> TASK
Reproduce the records word for word from their beginning through the line containing "Each instance of the hillside", including that line. Leave the pictures out.
------------------------------
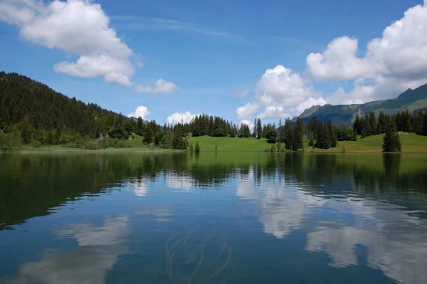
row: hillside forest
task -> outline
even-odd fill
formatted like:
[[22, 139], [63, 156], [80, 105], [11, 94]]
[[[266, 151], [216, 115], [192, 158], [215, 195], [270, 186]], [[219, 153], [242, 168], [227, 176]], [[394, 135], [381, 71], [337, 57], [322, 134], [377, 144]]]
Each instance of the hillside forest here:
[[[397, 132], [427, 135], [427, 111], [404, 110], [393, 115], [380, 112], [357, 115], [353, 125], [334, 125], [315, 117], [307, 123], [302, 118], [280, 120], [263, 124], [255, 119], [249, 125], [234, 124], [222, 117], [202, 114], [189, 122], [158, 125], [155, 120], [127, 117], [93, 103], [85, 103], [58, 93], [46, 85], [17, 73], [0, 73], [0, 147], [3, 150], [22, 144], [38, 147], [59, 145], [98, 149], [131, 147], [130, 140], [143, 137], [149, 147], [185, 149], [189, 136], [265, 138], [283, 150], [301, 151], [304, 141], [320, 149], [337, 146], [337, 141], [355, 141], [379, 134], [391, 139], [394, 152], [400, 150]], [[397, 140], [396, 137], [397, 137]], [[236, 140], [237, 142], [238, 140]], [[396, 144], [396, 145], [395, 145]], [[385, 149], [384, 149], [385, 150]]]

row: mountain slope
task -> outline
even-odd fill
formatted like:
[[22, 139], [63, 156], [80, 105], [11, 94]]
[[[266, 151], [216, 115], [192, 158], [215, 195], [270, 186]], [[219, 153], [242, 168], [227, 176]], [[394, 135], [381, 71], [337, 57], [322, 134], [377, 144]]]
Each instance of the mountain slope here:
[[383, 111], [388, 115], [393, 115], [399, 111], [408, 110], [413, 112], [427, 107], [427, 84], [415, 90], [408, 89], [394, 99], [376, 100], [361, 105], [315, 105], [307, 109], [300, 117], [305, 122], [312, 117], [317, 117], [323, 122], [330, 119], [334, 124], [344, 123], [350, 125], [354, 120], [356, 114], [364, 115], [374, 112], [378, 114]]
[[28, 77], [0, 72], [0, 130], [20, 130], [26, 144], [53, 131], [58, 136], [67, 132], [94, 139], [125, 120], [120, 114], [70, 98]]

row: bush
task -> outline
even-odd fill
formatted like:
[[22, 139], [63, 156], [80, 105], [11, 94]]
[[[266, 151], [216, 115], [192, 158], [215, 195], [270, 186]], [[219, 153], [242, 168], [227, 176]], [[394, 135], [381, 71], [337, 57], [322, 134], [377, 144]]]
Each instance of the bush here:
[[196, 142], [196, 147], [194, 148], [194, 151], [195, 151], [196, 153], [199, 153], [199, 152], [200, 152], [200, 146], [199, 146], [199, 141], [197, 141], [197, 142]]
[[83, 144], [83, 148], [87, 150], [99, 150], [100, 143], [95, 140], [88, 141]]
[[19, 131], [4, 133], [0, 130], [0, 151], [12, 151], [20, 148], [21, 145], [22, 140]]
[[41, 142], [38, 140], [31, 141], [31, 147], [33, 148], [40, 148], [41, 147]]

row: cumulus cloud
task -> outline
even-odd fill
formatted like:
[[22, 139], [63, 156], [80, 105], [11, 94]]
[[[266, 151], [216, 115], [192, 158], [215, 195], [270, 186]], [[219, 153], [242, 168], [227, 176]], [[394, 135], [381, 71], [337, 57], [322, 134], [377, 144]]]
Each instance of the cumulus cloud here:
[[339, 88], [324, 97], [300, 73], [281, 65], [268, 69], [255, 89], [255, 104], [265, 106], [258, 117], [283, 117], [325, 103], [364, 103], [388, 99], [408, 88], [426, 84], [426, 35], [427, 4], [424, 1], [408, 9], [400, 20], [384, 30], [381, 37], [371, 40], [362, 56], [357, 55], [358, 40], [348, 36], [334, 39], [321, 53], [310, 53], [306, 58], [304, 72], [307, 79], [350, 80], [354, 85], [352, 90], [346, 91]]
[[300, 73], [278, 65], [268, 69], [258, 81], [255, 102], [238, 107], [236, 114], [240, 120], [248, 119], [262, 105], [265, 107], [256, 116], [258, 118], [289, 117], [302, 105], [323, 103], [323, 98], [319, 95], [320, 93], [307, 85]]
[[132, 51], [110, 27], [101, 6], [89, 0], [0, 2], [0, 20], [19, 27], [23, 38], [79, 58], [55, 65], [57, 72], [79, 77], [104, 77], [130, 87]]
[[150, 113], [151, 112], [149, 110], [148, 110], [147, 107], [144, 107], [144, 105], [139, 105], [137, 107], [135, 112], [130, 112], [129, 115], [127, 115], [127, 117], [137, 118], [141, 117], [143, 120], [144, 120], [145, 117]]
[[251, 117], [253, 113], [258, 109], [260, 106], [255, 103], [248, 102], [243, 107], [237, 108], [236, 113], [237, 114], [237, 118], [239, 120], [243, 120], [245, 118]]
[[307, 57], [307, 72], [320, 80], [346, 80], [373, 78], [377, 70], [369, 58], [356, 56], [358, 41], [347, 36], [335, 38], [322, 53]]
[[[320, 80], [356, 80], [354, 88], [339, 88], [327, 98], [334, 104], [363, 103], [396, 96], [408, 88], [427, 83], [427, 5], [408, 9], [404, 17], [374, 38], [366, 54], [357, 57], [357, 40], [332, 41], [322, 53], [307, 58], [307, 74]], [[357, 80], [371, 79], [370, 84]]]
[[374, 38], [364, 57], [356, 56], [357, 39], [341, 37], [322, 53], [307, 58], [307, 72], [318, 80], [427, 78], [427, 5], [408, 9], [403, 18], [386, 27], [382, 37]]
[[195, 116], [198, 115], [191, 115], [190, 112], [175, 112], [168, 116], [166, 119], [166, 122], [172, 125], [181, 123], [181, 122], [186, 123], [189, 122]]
------------------------------
> OUTPUT OF THE TASK
row: hillside forest
task -> outline
even-odd fill
formatted like:
[[22, 139], [63, 156], [80, 105], [11, 94]]
[[[266, 151], [216, 115], [192, 158], [215, 195], [270, 186]], [[219, 153], [242, 168], [227, 176]], [[394, 135], [381, 71], [337, 57], [322, 134], [377, 144]]]
Each instance of the hillside forest here:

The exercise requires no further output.